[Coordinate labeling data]
= = = =

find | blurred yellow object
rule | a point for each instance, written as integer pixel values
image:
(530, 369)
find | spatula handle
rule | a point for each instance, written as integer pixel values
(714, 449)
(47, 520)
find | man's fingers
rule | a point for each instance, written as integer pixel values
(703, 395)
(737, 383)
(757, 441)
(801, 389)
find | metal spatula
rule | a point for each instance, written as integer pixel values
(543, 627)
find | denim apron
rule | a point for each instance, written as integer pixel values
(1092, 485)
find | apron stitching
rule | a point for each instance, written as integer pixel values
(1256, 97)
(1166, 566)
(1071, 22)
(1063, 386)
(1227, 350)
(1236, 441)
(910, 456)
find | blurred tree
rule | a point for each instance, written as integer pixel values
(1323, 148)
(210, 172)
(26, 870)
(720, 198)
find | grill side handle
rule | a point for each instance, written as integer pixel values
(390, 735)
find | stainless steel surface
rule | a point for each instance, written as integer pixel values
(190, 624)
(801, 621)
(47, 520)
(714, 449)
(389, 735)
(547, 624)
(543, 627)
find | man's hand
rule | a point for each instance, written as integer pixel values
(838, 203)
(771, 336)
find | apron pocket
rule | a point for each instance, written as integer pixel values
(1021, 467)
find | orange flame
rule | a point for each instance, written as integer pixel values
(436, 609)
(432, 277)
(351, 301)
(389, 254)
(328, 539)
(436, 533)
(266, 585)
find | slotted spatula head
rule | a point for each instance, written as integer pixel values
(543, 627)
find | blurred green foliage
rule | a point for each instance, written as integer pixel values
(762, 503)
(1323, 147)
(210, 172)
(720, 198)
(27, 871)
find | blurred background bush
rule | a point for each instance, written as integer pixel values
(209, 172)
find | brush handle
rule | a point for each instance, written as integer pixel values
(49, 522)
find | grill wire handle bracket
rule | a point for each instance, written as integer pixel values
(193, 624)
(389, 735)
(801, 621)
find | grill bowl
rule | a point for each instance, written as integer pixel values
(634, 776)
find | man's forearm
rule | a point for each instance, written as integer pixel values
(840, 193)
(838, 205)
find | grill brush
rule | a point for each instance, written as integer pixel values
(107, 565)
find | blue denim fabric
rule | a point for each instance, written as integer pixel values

= = = =

Write each line of all the items above as a string in a single JSON list, one string per line, and skip any blank lines.

[
  "find | blurred yellow object",
  "rule | a point for each instance, written as integer pixel values",
  "image:",
  "(530, 369)",
  "find | spatula handle",
  "rule | a point for each instance, written as integer pixel values",
  "(714, 449)",
  "(47, 520)",
  "find | man's fingers",
  "rule | a point for each instance, written as integer pixel values",
  "(703, 395)",
  "(737, 383)",
  "(757, 441)",
  "(801, 389)",
  "find | metal spatula",
  "rule | a point for each instance, written as integer pixel values",
  "(543, 627)",
  "find | denim apron",
  "rule | a point for each instance, written as integer pixel values",
  "(1092, 485)",
  "find | apron stitching",
  "rule | a point for each instance, written as integer pixel values",
  "(1256, 97)",
  "(1166, 566)",
  "(1071, 22)",
  "(1063, 386)",
  "(1227, 350)",
  "(1236, 441)",
  "(910, 456)",
  "find | blurred tree",
  "rule | a point for each instance, written as integer pixel values",
  "(1323, 148)",
  "(210, 172)",
  "(26, 870)",
  "(720, 198)",
  "find | grill side handle",
  "rule | a point for each instance, written as integer pixel values",
  "(390, 735)",
  "find | stainless steel surface",
  "rule | a point for each instance, written as integer pixel values",
  "(190, 624)",
  "(801, 621)",
  "(47, 520)",
  "(714, 449)",
  "(389, 735)",
  "(547, 624)",
  "(543, 627)",
  "find | man's hand",
  "rule | a point for each instance, written as integer pixel values",
  "(838, 203)",
  "(771, 336)",
  "find | apron pocket",
  "rule | a point for each instance, written as integer pixel values",
  "(1021, 467)",
  "find | orange flame",
  "rule | a point for each instance, written as integer pixel values",
  "(436, 609)",
  "(432, 277)",
  "(351, 301)",
  "(389, 254)",
  "(328, 539)",
  "(436, 533)",
  "(266, 585)",
  "find | slotted spatula head",
  "rule | a point for each instance, written as integer pixel values",
  "(543, 627)",
  "find | blurred green foliage",
  "rule | a point for each instance, written as integer pixel values",
  "(762, 503)",
  "(1323, 147)",
  "(210, 172)",
  "(720, 198)",
  "(27, 871)",
  "find | blurred background bush",
  "rule | a point for each instance, written as integer pixel values",
  "(209, 172)",
  "find | brush handle",
  "rule | a point for each instance, written as integer pixel values",
  "(49, 522)",
  "find | grill wire handle bracket",
  "rule | a point for each instance, written as integer pixel values",
  "(193, 624)",
  "(389, 735)",
  "(801, 621)",
  "find | grill bowl",
  "rule | a point for each instance, written as integer pixel values",
  "(634, 776)",
  "find | man's forearm",
  "rule | a point for each instance, written as integer pixel values",
  "(840, 193)",
  "(838, 205)",
  "find | grill brush",
  "rule | a point for each instance, written as integer pixel values",
  "(107, 565)",
  "find | blue denim fabric",
  "rule | a point for each instance, written as integer pixel values"
]